- _Directions_:
From the data below, copy exactly the lines that lie between the one holding "pixel 75 297" and the one holding "pixel 122 5", including both, and nothing more.

----- The input -----

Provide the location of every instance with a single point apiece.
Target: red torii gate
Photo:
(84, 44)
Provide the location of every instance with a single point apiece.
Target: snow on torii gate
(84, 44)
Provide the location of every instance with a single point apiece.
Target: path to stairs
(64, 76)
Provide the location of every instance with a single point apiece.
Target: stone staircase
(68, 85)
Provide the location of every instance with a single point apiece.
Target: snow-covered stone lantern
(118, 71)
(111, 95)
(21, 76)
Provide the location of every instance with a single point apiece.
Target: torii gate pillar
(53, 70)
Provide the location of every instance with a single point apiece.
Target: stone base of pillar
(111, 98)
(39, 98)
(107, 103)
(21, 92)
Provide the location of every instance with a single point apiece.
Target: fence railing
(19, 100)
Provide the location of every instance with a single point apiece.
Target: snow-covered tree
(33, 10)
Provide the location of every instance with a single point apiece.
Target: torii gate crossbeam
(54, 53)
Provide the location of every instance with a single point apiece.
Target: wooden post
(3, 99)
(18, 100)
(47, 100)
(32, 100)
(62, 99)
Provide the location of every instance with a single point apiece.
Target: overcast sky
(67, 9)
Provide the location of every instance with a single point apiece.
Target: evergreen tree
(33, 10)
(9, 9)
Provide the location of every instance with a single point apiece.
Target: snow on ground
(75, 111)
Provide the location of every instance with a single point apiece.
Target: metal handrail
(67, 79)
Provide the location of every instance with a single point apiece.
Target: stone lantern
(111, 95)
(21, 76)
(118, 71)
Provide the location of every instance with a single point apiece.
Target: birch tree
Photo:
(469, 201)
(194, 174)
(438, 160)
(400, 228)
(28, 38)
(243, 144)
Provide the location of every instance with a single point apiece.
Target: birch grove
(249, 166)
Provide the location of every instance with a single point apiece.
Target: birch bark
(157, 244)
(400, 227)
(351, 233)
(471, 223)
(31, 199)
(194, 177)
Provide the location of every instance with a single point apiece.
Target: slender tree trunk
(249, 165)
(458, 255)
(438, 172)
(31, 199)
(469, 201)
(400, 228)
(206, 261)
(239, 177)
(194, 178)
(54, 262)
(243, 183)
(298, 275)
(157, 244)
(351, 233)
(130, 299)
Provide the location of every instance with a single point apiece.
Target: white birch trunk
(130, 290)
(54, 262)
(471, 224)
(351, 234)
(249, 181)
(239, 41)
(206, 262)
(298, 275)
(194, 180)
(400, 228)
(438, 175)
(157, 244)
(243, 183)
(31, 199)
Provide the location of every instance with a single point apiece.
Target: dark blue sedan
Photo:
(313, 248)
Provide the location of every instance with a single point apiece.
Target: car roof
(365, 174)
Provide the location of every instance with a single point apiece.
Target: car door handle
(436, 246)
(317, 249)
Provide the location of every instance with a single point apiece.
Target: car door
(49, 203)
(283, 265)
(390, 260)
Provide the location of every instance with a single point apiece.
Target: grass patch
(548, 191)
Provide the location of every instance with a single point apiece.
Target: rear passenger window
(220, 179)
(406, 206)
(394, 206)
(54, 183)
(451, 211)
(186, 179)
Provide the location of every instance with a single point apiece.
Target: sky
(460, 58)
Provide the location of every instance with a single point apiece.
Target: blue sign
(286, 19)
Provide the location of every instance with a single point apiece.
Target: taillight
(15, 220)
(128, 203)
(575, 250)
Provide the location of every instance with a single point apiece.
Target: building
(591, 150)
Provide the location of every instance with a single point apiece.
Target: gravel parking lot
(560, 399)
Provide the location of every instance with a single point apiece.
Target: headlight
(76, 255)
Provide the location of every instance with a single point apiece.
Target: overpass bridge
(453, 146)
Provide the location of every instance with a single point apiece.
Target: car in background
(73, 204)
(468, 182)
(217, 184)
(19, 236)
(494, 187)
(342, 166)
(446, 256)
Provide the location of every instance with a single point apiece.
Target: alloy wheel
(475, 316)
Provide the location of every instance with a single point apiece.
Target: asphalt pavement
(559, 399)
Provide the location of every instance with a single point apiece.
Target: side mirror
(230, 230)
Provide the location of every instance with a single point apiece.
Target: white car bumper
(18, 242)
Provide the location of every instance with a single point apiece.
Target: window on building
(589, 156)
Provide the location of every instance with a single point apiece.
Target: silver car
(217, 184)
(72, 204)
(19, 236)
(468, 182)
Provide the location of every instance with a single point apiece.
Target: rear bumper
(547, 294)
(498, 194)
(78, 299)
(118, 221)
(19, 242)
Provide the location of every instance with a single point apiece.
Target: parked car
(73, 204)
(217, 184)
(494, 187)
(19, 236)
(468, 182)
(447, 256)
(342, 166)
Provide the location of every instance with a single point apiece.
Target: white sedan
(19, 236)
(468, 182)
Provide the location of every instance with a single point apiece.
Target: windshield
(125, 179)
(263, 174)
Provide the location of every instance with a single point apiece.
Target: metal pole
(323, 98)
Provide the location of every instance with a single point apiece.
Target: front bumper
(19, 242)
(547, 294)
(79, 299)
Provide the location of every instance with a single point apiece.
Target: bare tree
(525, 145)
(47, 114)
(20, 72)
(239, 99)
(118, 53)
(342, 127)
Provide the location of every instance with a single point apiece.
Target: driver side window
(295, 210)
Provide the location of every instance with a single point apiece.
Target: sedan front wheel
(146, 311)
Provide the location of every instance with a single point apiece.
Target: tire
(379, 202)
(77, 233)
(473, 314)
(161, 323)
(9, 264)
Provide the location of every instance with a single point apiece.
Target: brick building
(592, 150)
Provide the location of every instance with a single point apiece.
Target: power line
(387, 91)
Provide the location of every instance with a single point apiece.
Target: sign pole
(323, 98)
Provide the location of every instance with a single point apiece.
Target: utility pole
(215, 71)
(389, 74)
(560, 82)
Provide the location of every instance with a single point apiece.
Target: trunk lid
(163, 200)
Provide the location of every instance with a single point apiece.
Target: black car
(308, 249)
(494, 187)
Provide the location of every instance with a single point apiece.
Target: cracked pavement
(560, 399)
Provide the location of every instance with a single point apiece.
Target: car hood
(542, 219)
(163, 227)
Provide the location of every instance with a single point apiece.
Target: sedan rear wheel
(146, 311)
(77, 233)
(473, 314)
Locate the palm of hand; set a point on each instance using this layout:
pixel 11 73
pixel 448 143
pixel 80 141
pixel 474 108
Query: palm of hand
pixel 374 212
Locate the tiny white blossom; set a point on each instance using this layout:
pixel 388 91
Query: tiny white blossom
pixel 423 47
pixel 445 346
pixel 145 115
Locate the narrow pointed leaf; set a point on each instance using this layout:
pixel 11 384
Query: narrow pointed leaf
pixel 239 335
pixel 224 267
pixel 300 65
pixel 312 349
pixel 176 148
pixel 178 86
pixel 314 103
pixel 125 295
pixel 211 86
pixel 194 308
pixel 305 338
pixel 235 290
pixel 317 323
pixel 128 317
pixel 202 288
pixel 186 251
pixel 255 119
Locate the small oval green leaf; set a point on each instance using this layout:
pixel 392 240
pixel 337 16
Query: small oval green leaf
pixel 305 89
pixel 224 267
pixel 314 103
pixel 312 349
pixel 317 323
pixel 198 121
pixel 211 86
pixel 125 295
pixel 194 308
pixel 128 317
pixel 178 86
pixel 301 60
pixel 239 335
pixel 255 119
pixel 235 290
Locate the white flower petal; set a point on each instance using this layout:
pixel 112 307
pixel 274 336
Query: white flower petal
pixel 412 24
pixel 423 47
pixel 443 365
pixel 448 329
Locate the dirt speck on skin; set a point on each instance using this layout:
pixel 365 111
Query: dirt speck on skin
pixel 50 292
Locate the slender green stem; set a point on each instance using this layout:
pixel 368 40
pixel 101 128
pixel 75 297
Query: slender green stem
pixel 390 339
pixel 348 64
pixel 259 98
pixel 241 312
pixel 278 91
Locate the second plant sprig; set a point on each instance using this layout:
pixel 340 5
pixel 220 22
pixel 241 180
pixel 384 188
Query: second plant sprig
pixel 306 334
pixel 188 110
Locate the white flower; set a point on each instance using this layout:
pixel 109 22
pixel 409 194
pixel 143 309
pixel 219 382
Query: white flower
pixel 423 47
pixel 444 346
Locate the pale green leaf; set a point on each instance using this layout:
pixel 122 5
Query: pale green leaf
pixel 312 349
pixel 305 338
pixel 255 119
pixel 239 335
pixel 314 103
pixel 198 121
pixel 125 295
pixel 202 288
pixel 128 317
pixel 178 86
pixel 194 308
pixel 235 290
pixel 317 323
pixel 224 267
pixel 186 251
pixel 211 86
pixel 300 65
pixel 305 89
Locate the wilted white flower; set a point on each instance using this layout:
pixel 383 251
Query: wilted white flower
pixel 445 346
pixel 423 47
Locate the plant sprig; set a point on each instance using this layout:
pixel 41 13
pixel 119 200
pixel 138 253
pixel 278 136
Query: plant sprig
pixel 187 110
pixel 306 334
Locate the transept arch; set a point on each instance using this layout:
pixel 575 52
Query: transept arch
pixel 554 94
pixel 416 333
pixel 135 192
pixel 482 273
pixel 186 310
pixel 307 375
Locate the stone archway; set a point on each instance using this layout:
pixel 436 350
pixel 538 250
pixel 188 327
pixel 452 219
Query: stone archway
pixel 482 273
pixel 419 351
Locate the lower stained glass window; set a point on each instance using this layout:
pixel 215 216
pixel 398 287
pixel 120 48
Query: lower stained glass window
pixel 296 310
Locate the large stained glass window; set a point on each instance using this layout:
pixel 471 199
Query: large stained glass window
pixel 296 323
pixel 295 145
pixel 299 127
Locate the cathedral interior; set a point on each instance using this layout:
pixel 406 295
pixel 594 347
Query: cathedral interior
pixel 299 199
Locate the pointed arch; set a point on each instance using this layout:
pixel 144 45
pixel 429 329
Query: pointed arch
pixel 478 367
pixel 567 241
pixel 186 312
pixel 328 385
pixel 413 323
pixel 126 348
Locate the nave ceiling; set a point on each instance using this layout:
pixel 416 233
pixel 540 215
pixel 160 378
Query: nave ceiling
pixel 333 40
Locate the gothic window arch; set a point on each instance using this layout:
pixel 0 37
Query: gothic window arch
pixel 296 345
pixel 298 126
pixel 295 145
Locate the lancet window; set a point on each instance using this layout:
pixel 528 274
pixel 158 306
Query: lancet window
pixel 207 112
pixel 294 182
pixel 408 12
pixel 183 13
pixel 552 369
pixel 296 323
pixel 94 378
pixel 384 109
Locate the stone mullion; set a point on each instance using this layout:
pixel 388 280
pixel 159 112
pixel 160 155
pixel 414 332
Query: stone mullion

-----

- _Exercise result_:
pixel 75 297
Query: slender green stem
pixel 390 339
pixel 348 64
pixel 259 98
pixel 241 312
pixel 278 91
Locate the second plant sprig; set a point on each instance using this layout:
pixel 340 5
pixel 220 22
pixel 241 180
pixel 384 188
Query: second plant sprig
pixel 306 334
pixel 188 110
Locate the white flower; set a point on each instance using this layout:
pixel 109 22
pixel 409 194
pixel 143 309
pixel 219 382
Query: white flower
pixel 423 47
pixel 444 346
Locate the pale green leaf; set a point on each instance using this layout:
pixel 122 5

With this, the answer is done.